● **Required action**
Could you find every line in the records below that contains the word "sneaker" and copy it?

● **Available data**
--- --- ---

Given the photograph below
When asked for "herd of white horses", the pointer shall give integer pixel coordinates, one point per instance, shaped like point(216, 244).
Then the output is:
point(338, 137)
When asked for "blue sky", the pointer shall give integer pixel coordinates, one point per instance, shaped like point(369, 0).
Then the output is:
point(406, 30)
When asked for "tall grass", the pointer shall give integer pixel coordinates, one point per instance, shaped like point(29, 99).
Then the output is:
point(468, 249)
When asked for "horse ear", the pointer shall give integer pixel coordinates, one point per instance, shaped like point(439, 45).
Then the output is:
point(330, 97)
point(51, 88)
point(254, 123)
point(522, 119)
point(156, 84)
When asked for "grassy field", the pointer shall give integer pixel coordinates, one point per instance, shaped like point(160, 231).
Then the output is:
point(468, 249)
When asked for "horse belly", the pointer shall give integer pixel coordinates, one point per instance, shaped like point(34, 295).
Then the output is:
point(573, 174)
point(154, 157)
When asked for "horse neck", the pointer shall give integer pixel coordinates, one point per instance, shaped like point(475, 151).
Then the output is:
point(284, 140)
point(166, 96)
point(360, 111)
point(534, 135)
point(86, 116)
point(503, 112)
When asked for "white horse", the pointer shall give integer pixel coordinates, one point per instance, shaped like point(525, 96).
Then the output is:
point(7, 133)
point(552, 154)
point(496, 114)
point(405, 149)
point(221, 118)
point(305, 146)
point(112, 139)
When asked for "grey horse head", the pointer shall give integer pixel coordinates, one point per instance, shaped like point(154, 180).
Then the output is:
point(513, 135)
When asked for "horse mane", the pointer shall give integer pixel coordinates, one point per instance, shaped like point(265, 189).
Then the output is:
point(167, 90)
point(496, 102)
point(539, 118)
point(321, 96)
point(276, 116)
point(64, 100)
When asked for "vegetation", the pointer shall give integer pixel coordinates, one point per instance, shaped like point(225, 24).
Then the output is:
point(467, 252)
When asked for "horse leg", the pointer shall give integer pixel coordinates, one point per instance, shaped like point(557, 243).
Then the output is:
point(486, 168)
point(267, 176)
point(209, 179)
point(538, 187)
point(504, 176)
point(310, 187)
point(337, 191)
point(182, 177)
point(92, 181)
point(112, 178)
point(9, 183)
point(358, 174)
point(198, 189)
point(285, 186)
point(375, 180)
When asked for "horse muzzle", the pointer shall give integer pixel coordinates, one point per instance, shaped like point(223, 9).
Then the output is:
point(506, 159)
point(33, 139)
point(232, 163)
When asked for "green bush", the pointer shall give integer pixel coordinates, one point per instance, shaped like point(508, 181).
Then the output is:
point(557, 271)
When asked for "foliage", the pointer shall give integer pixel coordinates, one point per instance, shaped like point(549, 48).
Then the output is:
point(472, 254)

--- --- ---

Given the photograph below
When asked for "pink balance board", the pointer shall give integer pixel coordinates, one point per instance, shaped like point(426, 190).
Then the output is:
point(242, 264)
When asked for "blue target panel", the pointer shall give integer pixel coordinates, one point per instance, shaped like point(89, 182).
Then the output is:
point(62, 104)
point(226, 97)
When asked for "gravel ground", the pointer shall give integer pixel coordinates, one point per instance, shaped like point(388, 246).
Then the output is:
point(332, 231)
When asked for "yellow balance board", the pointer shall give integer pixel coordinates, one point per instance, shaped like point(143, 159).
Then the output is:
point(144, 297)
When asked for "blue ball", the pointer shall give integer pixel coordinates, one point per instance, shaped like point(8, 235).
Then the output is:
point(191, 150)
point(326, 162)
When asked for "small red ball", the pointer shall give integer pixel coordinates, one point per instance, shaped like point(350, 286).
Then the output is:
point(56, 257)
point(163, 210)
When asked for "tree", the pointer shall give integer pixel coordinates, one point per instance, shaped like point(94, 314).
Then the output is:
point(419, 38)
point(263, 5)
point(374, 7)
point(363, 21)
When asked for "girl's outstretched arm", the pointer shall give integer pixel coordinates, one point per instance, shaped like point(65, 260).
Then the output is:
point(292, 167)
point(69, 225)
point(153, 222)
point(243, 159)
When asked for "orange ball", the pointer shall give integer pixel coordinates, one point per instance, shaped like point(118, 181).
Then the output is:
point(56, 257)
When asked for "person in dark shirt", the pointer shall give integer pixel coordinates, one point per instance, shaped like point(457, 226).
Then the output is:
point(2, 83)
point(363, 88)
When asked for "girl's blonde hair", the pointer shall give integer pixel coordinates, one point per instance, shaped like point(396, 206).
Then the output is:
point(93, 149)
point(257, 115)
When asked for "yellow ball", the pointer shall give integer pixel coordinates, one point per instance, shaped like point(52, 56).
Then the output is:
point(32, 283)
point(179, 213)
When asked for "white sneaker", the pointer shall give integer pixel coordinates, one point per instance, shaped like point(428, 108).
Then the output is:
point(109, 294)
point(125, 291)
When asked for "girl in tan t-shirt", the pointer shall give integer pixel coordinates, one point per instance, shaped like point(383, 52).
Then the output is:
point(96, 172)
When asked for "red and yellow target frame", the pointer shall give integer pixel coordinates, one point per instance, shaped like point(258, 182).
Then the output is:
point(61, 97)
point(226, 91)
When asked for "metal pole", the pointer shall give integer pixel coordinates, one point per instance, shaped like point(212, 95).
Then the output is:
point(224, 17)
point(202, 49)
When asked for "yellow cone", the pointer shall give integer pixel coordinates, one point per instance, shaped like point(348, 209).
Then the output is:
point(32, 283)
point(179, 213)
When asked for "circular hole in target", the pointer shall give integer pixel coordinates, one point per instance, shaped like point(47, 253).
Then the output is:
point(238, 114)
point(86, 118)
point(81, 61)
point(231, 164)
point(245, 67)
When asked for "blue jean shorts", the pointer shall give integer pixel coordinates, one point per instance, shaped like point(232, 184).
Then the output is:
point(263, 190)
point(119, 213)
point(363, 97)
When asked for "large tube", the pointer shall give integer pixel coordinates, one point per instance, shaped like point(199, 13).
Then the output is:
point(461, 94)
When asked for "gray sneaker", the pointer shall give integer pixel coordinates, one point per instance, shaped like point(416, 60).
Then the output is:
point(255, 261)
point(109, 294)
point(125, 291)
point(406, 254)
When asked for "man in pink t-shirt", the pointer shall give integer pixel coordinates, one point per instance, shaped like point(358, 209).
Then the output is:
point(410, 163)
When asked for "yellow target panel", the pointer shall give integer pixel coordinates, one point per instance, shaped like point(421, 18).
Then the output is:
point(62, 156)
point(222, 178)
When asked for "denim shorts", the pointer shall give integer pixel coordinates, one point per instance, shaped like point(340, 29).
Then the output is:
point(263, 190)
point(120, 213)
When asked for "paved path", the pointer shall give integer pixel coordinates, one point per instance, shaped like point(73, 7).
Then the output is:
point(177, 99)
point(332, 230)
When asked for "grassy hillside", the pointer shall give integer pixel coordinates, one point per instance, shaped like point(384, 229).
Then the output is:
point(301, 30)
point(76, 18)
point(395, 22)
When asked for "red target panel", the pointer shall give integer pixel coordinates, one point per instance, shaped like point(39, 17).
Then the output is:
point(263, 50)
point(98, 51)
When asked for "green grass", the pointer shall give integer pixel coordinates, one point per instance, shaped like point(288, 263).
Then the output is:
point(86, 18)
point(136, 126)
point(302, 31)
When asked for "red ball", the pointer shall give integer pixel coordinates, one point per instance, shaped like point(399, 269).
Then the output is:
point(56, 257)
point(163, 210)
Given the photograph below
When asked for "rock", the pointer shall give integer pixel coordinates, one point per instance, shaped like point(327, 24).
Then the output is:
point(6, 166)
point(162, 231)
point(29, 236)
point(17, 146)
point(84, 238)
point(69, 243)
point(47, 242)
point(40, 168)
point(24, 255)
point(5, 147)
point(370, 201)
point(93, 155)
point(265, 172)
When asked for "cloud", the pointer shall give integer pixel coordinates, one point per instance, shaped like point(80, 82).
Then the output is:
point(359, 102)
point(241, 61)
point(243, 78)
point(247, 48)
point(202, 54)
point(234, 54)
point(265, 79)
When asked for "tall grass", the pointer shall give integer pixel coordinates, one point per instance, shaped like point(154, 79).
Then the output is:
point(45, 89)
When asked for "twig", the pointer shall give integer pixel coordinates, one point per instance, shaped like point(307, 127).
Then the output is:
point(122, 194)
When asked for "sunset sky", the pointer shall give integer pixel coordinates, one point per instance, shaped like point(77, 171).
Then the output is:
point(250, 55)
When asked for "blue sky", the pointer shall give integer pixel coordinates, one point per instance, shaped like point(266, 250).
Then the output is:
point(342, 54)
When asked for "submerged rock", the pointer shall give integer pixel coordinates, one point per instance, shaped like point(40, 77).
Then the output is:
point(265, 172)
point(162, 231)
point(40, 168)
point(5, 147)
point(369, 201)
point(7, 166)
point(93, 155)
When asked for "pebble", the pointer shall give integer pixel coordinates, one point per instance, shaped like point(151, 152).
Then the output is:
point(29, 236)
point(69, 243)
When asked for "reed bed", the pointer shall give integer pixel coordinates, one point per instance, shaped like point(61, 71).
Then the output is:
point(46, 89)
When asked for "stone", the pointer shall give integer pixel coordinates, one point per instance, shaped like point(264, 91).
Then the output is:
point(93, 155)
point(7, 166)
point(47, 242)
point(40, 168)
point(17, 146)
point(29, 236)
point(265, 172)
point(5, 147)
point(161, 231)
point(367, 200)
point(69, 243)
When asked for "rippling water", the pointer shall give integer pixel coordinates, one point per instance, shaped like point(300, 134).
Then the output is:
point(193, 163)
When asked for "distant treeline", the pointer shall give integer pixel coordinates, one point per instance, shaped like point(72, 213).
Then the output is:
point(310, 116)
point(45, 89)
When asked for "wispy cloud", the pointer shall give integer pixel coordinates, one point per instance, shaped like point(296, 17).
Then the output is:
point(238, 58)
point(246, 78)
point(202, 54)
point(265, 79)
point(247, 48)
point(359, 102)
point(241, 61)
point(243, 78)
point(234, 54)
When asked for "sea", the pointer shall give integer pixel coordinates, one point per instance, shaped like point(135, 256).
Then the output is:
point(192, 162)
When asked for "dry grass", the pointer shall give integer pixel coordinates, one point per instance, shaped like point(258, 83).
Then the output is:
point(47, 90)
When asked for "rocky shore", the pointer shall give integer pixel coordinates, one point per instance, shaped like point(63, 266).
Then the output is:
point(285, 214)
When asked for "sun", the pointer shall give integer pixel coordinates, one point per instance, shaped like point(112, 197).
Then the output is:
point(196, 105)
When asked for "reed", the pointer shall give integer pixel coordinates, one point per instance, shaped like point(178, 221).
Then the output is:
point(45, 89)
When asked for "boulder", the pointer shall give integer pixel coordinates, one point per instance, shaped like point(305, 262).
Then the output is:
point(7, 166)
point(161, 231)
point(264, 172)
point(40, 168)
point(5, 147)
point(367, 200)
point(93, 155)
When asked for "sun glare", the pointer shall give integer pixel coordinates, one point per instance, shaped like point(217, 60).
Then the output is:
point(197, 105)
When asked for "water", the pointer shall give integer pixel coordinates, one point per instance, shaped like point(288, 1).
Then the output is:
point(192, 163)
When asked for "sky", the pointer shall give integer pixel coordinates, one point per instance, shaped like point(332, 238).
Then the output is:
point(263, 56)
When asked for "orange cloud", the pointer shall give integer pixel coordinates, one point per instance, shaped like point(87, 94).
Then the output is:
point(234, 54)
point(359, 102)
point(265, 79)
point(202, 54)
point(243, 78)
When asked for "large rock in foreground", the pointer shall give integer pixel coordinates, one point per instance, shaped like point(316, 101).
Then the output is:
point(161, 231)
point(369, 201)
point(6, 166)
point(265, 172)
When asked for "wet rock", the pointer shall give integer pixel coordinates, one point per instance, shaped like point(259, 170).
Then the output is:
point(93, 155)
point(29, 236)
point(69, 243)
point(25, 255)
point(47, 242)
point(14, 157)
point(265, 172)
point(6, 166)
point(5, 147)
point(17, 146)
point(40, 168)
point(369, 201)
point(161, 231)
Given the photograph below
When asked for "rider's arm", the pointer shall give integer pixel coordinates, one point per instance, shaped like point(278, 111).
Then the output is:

--- --- ---

● **Answer**
When asked for "white sneaker", the pointer shall give integer pixel coordinates, one point per instance, shaped like point(428, 108).
When asked for "gray sneaker", the pointer shall give integer pixel coordinates, one point per instance, shaped like point(416, 60).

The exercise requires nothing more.